[Records from a data collection]
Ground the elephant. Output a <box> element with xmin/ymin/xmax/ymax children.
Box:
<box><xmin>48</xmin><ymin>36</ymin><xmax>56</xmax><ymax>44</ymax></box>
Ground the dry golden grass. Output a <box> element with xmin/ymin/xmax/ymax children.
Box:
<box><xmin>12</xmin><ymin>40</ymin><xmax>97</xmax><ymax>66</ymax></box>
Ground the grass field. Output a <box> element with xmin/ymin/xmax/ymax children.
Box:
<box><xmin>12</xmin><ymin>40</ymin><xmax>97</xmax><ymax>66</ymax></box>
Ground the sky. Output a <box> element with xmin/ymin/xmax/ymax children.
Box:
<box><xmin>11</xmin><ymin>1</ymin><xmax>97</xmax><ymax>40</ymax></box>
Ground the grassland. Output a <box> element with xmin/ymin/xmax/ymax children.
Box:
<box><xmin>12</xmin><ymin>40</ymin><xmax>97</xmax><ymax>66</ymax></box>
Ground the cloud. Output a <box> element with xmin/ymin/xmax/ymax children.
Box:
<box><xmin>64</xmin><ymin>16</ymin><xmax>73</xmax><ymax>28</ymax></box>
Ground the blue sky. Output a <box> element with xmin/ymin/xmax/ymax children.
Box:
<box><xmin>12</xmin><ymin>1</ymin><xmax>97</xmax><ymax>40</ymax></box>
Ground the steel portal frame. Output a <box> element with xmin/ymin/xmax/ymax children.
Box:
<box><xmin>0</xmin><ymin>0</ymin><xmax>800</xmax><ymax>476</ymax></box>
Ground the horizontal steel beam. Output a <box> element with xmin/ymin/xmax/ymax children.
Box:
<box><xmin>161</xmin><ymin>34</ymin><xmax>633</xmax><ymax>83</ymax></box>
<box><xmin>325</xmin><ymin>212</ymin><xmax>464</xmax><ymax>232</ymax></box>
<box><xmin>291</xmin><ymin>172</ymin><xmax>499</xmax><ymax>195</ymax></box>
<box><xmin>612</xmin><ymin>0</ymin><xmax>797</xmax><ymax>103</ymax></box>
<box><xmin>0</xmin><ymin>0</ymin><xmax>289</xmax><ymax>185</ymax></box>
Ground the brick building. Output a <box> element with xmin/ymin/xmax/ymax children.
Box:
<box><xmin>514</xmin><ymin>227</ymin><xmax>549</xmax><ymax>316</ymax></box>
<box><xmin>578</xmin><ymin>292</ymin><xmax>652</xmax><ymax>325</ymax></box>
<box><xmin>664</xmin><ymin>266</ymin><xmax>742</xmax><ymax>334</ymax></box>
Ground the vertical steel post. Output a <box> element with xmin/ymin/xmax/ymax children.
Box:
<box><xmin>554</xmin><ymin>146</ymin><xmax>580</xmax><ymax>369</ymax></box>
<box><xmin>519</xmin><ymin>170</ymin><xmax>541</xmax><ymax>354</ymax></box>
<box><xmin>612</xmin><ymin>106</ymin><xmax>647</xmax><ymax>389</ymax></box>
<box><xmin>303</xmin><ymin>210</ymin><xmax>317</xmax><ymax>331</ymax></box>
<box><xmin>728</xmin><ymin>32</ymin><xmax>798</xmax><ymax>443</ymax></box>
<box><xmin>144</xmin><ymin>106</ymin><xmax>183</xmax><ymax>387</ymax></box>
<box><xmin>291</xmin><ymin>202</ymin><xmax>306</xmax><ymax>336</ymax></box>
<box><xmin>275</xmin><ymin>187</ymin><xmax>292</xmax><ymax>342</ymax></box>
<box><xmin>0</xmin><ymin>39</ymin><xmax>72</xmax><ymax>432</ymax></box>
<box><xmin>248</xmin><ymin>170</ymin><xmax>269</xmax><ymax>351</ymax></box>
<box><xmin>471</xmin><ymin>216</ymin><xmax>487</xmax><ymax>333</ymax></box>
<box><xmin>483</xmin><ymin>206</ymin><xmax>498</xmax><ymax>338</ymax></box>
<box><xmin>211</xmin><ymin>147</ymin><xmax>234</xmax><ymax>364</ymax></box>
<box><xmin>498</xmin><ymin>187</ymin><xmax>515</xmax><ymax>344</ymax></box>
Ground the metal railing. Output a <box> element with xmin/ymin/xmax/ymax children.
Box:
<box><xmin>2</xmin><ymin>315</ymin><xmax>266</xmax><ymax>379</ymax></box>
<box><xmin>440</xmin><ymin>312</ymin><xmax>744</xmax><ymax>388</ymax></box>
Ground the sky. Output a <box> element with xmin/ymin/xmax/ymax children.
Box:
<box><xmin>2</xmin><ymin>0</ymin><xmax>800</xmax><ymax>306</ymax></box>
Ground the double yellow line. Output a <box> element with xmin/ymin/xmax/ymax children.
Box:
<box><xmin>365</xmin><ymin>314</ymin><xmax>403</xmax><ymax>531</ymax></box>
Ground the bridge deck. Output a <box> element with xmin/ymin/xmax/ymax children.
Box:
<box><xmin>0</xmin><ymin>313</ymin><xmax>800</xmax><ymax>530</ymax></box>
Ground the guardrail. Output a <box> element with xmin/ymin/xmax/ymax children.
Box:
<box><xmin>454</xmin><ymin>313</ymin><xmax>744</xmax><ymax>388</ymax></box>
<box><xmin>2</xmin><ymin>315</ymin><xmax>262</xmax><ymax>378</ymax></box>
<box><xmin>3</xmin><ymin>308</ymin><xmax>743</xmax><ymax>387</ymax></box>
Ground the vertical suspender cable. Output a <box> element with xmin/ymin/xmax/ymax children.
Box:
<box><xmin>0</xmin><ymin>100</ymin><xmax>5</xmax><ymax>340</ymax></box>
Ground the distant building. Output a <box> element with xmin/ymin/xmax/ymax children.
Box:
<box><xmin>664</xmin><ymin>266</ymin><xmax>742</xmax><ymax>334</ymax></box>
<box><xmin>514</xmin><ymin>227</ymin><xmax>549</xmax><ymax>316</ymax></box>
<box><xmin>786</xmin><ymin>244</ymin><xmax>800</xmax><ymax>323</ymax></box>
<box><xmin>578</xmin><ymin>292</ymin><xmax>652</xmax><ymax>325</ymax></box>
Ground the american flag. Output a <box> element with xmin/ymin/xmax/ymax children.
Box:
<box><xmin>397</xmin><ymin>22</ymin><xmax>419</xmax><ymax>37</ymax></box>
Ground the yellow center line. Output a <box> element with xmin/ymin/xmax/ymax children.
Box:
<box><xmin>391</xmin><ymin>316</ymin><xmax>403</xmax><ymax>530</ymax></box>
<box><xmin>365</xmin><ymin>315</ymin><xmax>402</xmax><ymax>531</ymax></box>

Requirements: Number the lines starting at the one containing "Ground the yellow" and ending with the last line of the records, one per item, and skip any blank lines.

Result of this exercise:
1. Ground the yellow center line. Output a <box> element with xmin/ymin/xmax/ymax children.
2. Box:
3. <box><xmin>391</xmin><ymin>316</ymin><xmax>403</xmax><ymax>530</ymax></box>
4. <box><xmin>365</xmin><ymin>315</ymin><xmax>402</xmax><ymax>531</ymax></box>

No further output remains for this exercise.